** BEGIN Source document **

And all this argumentation takes into account the priorities of a state. These priorities are defined by the common morality. The common morality in a country of homogenous religion should be expected to math up with that religion. Religious toleration can only really work well in very diverse states, but it is most necessary in states with a large majority and a rather small minority.
The Lemon test, that I referred to to Andius above, is a good one to remember when trying to figure out if something infringes on the establishment clause
Lemon Test
A statute is valid as long as it has a secular purpose; its primary effect neither advances nor inhibits religion; and it is not excessively entangled with religion.
I think that's a pretty good way of interpreting the 1st Amendment.
I disagree that our common moral ground, particularly if we look at the laws of the country, is actually christian morality. Social contracts explain why we do what we do with laws. No one wants to be killed or stolen from, so we put rules into place to prevent this. We all agree not to. I cannot think of a culture that has lasted for any appreciable period of time that did not have rules against murder each other and stealing from one another. Instead of simply saying “our laws are based on christian morality” I generally hear “our laws are based on the 10 commandments”. While we have a large number of christians in the country, and always have had a large number, our legal system was setup to be neutral.
My point was that the common ground of the founders was more than slightly Christian (http://www.mark-shea.com/HE36.html). Does that mean that it is today? Not necessarily. But it does make sense of statutes against polygamy, among other things. Despite the differences in theology, there was a good deal of moral common ground among the various Christian denominations. There are laws which make sense on a common ground with Christian influence that make rather less sense in a particular type of secular government. The common ground moves over time, too.
True, but culture and government are two different things.
Cheers
J
(Man, this post was like 6 pages in word :p I should spend as much time writing actual books)
I'm not entirely sure what I'm trying to prove right now, or even if I'm trying to prove anything at all. That seems to be what happens when I write late at night: I get more wordy and less coherent. :lol:
Cow Poke
July 2nd 2010, 10:45 AM
:popcorn:
Jaecp
July 2nd 2010, 05:28 PM
That's not a continuum-- it's a circle. An atheist state which bans religion is not essentially distinguishable from a religious state which bans other religions. An atheist theocracy is still a theocracy.
No,
Atheist theocracy is an oxymoron. My continuums intention is to show that a secular state is not showing favoritism for or against religion, which is what America is supposed to do. Your initial continuum showed secular state and theocracy as opposites, which I don't believe is an accurate description.
:whistle:
We understand each other then?
I don't think we really can have a strictly neutral government.
Do you think that, even if its not 100% its still worth the effort to get us as close as possible? Just because something isn't going to be perfect, just because there are hiccups along the way, is no reason to abandon the ideal.
And all this argumentation takes into account the priorities of a state. These priorities are defined by the common morality. The common morality in a country of homogenous religion should be expected to math up with that religion. Religious toleration can only really work well in very diverse states, but it is most necessary in states with a large majority and a rather small minority.

** END Source document **
** BEGIN Material **

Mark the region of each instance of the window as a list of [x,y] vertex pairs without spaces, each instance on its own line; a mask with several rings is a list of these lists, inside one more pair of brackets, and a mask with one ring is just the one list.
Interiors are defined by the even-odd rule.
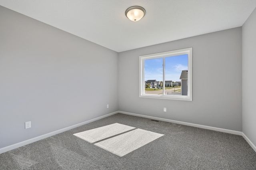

** END Material **

** Problems to solve **
A. In the forum discussion on religion and government, what conditions does the Lemon test set for a statute to be valid? List them.
B. Extend the forum discussion on religion and government past its final sentence, in the same voice.

** Answers by task **
A.
- It has a secular purpose.
- Its primary effect neither advances nor inhibits religion.
- It is not excessively entangled with religion.

B.
The argumentation takes into account the priorities of whoever is making the argument, whether its an individual, a group of any sort, or an elected official. What does common morality have to do with competing economic ideas? What does common morality have to do with immigration issues or farm subsidies or any number of things that have little to nothing to do with morality, let alone some “common morality”
As for religious tolerance working better in diverse states, these is true, but feels a bit like a truism. One excellent way to keep religion on religion violence down is to not have them gain direct political power, which is what we've done in the states. One of the big no no's in any church (or any non-profit organization, actually, which is where this rule comes from) is not getting involved with politics, its more complex than that, but you probably know the gist of that anyway.
I think that's a pretty good way of interpreting the 1st Amendment.
Cool
My point was that the common ground of the founders was more than slightly Christian (http://www.mark-shea.com/HE36.html). Does that mean that it is today? Not necessarily. But it does make sense of statutes against polygamy, among other things. Despite the differences in theology, there was a good deal of moral common ground among the various Christian denominations. There are laws which make sense on a common ground with Christian influence that make rather less sense in a particular type of secular government. The common ground moves over time, too.
And yet, somehow these people with a common moral ground of Christianity create the first truly secular state in the modern world? Enlightenment era thinkers were highly influential in how our government was setup. Mostly, though, I think your inserting the word moral into this superfluously. Especially since that link you have offers a metaphor about how the founders of america were “swedes” and greater population were “indians”, which is something I've said before using other terms. Why did you link something after your statement “ the common ground of the founders was more than slightly Christian” to something that compared to founders to the least religious nation on earth?
I'm not entirely sure what I'm trying to prove right now, or even if I'm trying to prove anything at all. That seems to be what happens when I write late at night: I get more wordy and less coherent.
Fair enough, I'm not too concerned.
Talking to you and Andius during my allotted forum time gives me an excuse to ignore angry people in the psychotherapy room :)
:popcorn:
I take it you've chosen not to continue our conversation? Why?
Cow Poke
July 2nd 2010, 07:06 PM
I take it you've chosen not to continue our conversation? Why?
I'm observing.
Learning.
That's not a bad thing!
Jaecp
July 2nd 2010, 08:00 PM
Of course,
Was just curious.
Andius
July 5th 2010, 01:26 AM
Heya Jaecp.
Sorry for the deterred response, I got swamped with work, and unable to respond at the moment vos.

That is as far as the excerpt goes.